What this task involves: Only the lines from the one containing "TARGET = butterfly forewing" through the end of the entries should be repeated, exactly as they appear, first and last included.

Records from a dataset:
%%

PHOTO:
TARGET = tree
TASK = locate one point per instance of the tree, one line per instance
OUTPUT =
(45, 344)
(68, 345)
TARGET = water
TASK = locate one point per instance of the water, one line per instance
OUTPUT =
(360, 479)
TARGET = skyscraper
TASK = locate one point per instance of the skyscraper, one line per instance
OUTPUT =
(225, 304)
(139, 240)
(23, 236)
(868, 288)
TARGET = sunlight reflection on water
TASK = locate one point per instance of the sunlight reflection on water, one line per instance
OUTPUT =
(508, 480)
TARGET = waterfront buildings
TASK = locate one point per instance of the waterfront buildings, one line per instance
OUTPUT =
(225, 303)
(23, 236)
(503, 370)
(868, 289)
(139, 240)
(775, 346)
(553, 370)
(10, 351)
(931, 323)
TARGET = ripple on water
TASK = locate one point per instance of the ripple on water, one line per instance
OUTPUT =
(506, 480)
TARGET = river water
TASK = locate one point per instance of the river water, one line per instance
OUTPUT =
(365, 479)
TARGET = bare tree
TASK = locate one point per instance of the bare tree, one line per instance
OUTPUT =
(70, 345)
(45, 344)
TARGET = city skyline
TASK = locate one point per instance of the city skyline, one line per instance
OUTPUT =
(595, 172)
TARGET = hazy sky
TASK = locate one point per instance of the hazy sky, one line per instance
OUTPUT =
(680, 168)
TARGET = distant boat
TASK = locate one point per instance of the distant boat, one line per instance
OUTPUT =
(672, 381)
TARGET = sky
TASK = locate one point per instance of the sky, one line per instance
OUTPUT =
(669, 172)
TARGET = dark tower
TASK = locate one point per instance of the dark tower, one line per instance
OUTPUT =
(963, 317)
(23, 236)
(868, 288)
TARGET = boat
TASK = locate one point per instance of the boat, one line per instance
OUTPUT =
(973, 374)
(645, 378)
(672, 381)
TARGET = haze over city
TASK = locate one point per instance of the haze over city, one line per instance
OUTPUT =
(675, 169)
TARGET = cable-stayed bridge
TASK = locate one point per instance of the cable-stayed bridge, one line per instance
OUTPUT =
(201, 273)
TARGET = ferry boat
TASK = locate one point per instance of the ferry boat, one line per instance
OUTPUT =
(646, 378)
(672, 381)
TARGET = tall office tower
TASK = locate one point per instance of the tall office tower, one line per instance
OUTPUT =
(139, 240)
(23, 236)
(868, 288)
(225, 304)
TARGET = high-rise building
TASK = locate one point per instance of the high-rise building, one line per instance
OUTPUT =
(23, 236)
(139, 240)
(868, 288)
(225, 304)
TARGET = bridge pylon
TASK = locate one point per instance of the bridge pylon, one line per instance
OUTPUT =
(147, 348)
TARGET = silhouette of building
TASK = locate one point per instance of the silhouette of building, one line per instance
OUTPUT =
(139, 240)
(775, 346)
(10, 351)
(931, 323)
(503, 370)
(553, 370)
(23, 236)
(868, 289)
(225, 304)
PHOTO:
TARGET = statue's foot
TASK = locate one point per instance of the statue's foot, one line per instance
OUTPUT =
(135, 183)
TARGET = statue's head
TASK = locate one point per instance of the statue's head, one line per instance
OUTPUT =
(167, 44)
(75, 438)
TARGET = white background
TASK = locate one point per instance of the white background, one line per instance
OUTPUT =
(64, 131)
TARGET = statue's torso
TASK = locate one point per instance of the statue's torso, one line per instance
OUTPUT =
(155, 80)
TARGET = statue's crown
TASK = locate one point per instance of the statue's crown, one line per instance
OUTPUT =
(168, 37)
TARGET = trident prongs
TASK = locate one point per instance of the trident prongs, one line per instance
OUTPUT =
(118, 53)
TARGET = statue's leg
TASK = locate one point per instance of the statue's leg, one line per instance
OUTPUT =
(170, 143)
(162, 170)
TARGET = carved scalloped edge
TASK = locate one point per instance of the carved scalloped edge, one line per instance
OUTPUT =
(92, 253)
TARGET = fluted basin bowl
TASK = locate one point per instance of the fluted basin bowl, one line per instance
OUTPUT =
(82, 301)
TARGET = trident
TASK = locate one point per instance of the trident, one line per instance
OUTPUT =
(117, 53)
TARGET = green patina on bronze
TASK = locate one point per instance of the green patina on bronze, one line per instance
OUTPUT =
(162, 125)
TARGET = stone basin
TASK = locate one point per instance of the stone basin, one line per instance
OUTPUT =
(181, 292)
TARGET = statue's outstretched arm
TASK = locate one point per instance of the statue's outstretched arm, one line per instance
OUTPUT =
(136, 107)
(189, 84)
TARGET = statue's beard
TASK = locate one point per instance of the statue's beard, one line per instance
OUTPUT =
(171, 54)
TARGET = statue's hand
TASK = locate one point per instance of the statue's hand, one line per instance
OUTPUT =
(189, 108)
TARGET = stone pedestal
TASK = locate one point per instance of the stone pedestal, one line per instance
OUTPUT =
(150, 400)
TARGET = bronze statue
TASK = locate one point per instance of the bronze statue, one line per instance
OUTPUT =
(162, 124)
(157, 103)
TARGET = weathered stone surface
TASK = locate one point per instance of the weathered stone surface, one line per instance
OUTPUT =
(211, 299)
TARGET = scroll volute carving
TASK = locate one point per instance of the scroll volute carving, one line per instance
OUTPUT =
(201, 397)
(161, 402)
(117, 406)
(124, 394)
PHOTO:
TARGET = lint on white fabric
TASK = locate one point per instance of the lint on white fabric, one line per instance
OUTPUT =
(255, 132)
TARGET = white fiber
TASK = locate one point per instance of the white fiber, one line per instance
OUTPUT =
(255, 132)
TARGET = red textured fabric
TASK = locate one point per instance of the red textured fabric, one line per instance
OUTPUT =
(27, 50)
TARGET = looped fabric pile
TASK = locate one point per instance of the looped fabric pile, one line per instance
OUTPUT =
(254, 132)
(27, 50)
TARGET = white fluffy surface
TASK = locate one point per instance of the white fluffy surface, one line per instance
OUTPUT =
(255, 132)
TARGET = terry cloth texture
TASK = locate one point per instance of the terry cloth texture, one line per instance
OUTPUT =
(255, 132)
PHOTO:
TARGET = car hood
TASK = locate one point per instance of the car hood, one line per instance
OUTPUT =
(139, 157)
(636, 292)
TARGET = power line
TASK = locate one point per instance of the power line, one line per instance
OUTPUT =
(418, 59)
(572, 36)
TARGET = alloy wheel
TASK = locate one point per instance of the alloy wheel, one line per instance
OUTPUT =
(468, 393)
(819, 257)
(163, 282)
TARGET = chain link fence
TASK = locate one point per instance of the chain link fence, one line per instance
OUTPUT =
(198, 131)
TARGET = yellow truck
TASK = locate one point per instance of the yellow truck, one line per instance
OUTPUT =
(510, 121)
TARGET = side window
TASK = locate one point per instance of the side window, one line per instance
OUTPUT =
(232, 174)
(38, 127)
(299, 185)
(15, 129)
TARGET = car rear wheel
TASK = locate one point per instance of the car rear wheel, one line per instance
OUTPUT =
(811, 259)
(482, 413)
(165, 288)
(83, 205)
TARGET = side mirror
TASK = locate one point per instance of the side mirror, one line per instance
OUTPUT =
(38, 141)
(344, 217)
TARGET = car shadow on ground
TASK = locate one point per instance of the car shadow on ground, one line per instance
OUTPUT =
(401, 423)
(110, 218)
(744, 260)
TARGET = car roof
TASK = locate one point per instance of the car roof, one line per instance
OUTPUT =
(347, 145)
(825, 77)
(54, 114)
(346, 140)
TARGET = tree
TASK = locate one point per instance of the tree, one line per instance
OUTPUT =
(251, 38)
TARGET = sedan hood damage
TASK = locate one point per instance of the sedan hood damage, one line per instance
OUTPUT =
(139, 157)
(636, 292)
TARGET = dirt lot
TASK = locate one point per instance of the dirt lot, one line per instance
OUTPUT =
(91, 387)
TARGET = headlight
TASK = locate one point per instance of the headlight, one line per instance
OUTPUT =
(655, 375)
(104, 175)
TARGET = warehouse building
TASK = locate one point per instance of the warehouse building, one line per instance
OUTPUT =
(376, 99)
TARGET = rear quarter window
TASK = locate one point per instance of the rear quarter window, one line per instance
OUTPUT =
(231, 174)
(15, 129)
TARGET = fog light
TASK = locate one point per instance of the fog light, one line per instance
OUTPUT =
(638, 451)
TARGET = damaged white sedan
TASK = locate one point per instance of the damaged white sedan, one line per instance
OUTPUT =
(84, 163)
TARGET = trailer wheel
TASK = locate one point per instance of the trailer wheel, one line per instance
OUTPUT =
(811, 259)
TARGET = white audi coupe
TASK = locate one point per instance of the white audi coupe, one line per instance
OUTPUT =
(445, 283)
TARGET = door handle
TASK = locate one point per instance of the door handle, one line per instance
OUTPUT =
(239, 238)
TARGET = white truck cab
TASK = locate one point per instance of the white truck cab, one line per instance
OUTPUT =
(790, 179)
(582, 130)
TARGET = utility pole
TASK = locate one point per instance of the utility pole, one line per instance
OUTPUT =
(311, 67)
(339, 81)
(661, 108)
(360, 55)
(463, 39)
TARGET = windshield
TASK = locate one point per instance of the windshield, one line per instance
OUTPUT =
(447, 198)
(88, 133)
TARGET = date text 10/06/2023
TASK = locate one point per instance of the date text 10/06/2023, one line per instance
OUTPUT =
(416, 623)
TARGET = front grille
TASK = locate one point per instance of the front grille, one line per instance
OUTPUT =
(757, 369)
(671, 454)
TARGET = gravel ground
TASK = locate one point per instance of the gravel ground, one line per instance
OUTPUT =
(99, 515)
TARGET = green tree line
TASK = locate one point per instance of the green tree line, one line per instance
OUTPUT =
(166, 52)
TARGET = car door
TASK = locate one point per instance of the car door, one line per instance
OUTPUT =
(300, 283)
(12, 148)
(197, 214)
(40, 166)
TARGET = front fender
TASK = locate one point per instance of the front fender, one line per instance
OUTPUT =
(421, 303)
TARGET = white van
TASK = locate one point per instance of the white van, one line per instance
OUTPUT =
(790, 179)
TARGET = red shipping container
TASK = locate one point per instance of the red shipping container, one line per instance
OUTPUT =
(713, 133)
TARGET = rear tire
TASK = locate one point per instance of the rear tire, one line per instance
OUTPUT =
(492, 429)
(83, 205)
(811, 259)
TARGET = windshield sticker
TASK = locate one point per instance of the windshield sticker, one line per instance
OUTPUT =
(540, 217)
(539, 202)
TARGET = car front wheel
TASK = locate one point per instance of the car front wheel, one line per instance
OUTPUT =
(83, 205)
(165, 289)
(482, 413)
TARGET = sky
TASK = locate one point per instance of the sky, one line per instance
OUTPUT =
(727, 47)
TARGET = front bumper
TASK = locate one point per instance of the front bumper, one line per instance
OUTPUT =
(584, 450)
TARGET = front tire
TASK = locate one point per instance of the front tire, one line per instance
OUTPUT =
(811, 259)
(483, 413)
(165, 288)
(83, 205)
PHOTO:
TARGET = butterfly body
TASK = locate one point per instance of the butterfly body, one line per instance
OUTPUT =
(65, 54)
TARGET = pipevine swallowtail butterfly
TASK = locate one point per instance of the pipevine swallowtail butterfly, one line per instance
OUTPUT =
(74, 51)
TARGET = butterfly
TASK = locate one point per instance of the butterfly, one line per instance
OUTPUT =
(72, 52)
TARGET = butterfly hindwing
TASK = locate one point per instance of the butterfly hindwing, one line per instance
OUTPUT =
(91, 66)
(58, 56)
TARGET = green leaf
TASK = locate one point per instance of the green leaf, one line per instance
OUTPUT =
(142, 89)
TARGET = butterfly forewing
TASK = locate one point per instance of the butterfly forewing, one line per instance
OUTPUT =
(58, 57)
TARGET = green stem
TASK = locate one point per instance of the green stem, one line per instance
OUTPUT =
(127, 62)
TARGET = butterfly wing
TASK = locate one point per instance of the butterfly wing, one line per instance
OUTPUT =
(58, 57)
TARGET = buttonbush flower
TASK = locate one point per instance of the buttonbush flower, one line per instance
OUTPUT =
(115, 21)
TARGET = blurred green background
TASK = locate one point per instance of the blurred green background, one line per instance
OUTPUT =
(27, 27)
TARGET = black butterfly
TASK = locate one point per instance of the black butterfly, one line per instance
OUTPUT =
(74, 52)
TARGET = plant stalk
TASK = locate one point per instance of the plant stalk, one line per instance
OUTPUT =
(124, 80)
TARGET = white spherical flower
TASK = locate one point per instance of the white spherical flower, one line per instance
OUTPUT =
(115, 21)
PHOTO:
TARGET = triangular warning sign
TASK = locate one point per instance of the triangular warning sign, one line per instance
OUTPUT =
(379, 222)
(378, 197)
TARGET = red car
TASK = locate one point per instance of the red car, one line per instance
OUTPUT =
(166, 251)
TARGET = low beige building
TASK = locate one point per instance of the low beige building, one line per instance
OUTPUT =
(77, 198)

%%

Task result:
TARGET = butterfly forewing
TASK = locate one point per instance of the butterfly forewing, one line per instance
OUTPUT =
(58, 57)
TARGET = green stem
TASK = locate one point per instance of the green stem, one line per instance
OUTPUT =
(127, 62)
TARGET = butterfly wing
TASK = locate one point per instance of the butterfly wing, one line per instance
OUTPUT =
(58, 57)
TARGET = buttonbush flower
TASK = locate one point per instance of the buttonbush flower, one line per instance
OUTPUT =
(115, 21)
TARGET = blurred green background
TASK = locate one point per instance of the blurred green background, one line per instance
OUTPUT =
(27, 27)
TARGET = black butterfly
TASK = locate one point per instance of the black butterfly, one line per instance
OUTPUT =
(74, 52)
TARGET = plant stalk
TASK = locate one point per instance of the plant stalk, one line per instance
OUTPUT =
(124, 80)
TARGET = white spherical flower
TASK = locate one point per instance of the white spherical flower, one line per instance
OUTPUT =
(115, 21)
PHOTO:
TARGET = triangular warning sign
TASK = locate one point per instance of the triangular warning sign, one line per instance
OUTPUT =
(379, 222)
(378, 197)
TARGET = red car
TASK = locate one point per instance of the red car, one line per instance
OUTPUT =
(166, 251)
TARGET = low beige building
TASK = locate one point per instance of the low beige building, one line per instance
OUTPUT =
(77, 198)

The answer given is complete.